There are cases in which this flat cable may need to be shielded
from outside electromagnetic induction, or electrostatic induction,
and to avoid the leakage of signals, depending on the conditions of
use. In such a case, flat shielded cable is used which is provided
with a shield layer 8 which is formed around insulation cladding 6
of the flat cables and comprises metal foil, a resin sheet to which
metal has been laminated, or a metal wire grid (FIG. 2 shows an
example of such a flat cable).
In such flat shielded cable, it is desirable to electrically
connect the shield layer with the grounding line (conductor) 4 and
thus equalize the electric potential thereof. In order to do this,
the shield layer 8 is connected to grounding line (conductor) 4 at
the end part thereof; however, if connection is made at the end
part alone, cutting at this point of connection, or at an
intermediate position along the shield layer, would cause the
connection between the shield layer and the grounding line to be
cut so that the shield effectiveness as a whole would be lost.
As a means to increase the reliability of the shield, it has been
considered to connect grounding line (conductor) 4 and the shield
layer along the entire length of the cable; however, in order to do
this, it is necessary to peel off insulation cladding 6 on the
surface of grounding line (conductor) 4.
However, an appropriate technique for the effective removal of
insulation cladding 6 from the surface of grounding line 4, without
affecting the surrounding insulation cladding 6 covering signal
lines (conductors) 2 has not been known.
Furthermore, a further type of flat wire is known, in which, as
shown in FIG. 3, there is a construction such that conductors 2 and
4 are sandwiched between an upper and lower pair of insulation
tapes 10; however, in flat cable with this construction as well, a
technique for the effective removal of insulation tape 10 covering
grounding line 4 has not been known.
SUMMARY OF THE INVENTION
It is an object of the present invention to obtain a manufacturing
method which will enable the effective removal of the insulator
provided on the flat cable, and thus enable the reliable connection
of the grounding line (conductor) and the shield layer.

→ SOURCE INFORMATION
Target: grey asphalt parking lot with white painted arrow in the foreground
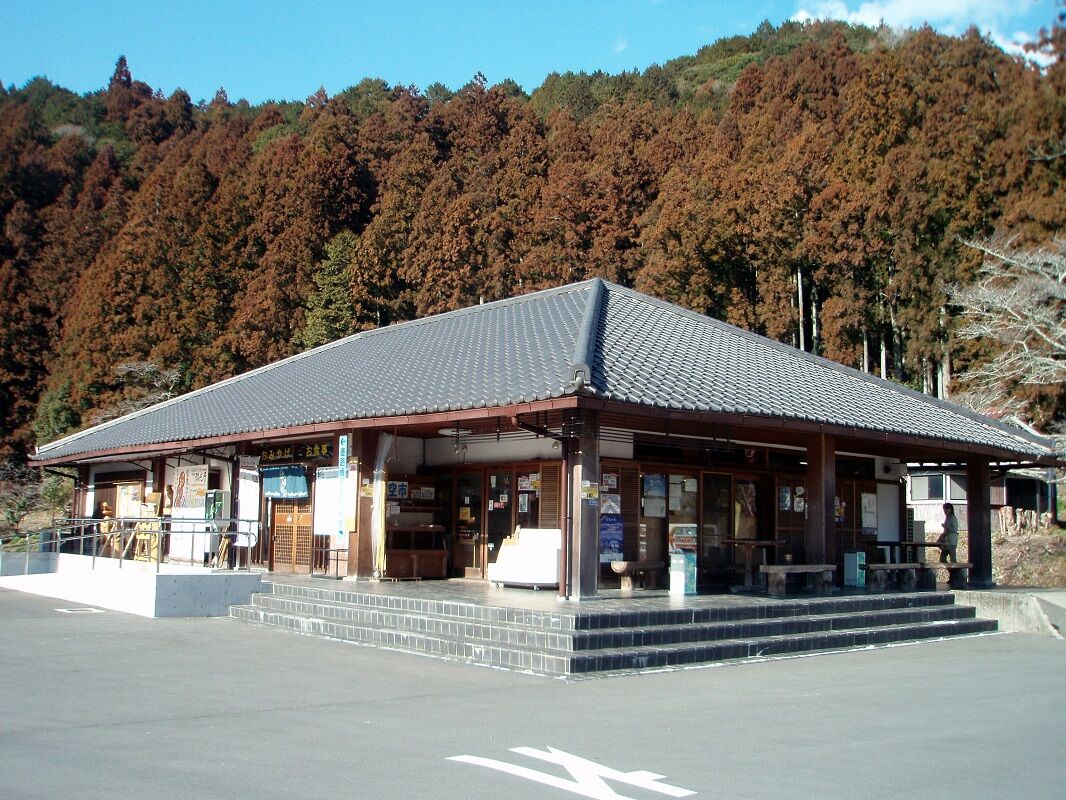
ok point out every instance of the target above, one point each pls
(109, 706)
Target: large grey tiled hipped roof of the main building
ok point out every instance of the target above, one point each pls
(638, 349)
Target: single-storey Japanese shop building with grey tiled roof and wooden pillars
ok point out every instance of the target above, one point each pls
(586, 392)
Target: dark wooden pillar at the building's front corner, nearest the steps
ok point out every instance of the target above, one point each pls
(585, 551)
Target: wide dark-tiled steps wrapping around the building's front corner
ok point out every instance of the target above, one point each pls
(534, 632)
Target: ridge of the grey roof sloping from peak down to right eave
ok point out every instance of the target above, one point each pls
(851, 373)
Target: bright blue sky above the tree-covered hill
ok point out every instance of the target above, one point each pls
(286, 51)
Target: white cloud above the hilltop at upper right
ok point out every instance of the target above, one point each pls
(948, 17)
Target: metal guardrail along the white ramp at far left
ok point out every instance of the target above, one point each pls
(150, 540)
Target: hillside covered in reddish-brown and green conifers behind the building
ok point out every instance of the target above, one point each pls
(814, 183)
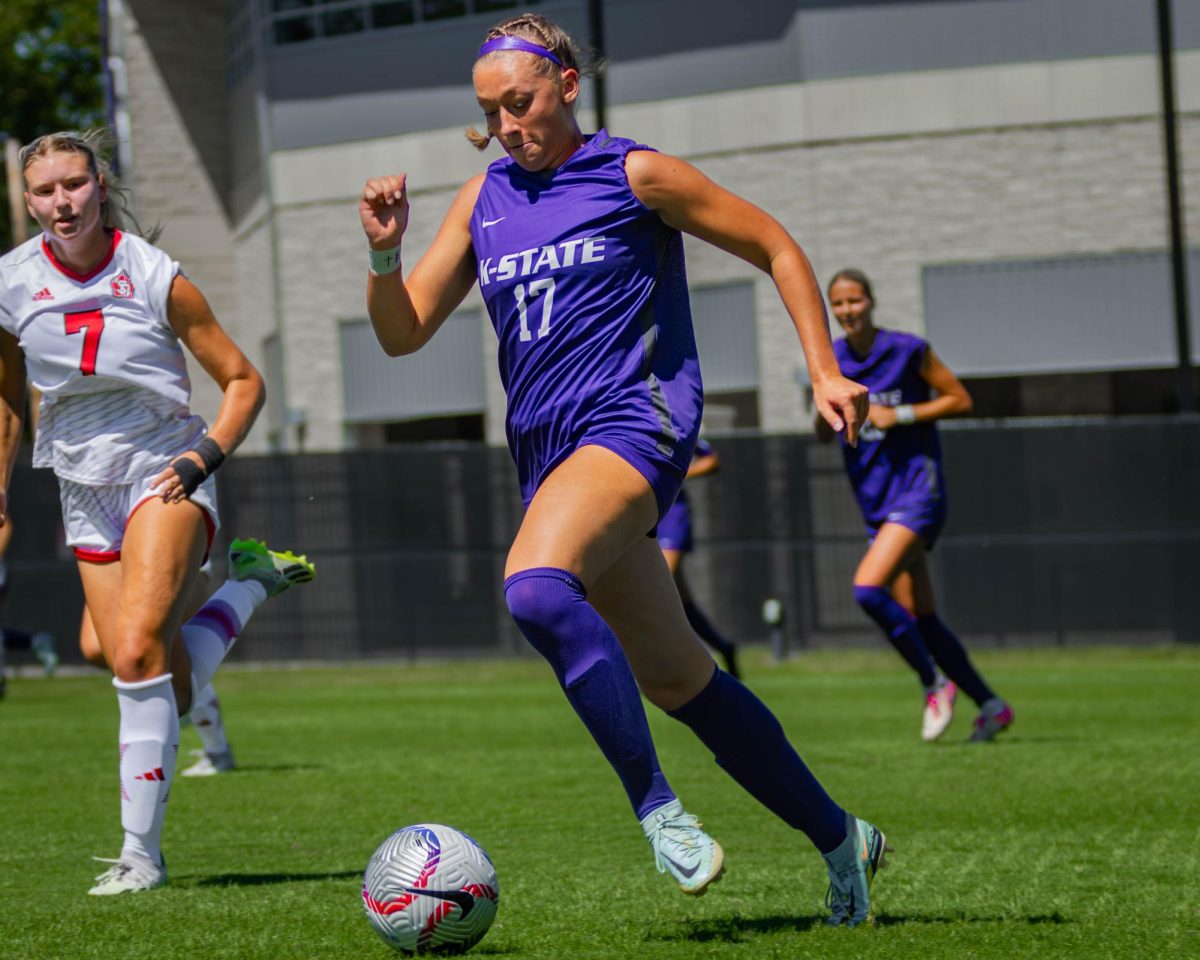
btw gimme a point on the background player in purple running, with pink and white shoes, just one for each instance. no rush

→ ASSIGNMENT
Reproduce the passage on flat shielded cable in full, word for word. The material here has no role in this.

→ EXPECTED ANSWER
There are cases in which this flat cable may need to be shielded
from outside electromagnetic induction, or electrostatic induction,
and to avoid the leakage of signals, depending on the conditions of
use. In such a case, flat shielded cable is used which is provided
with a shield layer 8 which is formed around insulation cladding 6
of the flat cables and comprises metal foil, a resin sheet to which
metal has been laminated, or a metal wire grid (FIG. 2 shows an
example of such a flat cable).
In such flat shielded cable, it is desirable to electrically
connect the shield layer with the grounding line (conductor) 4 and
thus equalize the electric potential thereof. In order to do this,
the shield layer 8 is connected to grounding line (conductor) 4 at
the end part thereof; however, if connection is made at the end
part alone, cutting at this point of connection, or at an
intermediate position along the shield layer, would cause the
connection between the shield layer and the grounding line to be
cut so that the shield effectiveness as a whole would be lost.
As a means to increase the reliability of the shield, it has been
considered to connect grounding line (conductor) 4 and the shield
layer along the entire length of the cable; however, in order to do
this, it is necessary to peel off insulation cladding 6 on the
surface of grounding line (conductor) 4.
However, an appropriate technique for the effective removal of
insulation cladding 6 from the surface of grounding line 4, without
affecting the surrounding insulation cladding 6 covering signal
lines (conductors) 2 has not been known.
Furthermore, a further type of flat wire is known, in which, as
shown in FIG. 3, there is a construction such that conductors 2 and
4 are sandwiched between an upper and lower pair of insulation
tapes 10; however, in flat cable with this construction as well, a
technique for the effective removal of insulation tape 10 covering
grounding line 4 has not been known.
SUMMARY OF THE INVENTION
It is an object of the present invention to obtain a manufacturing
method which will enable the effective removal of the insulator
provided on the flat cable, and thus enable the reliable connection
of the grounding line (conductor) and the shield layer.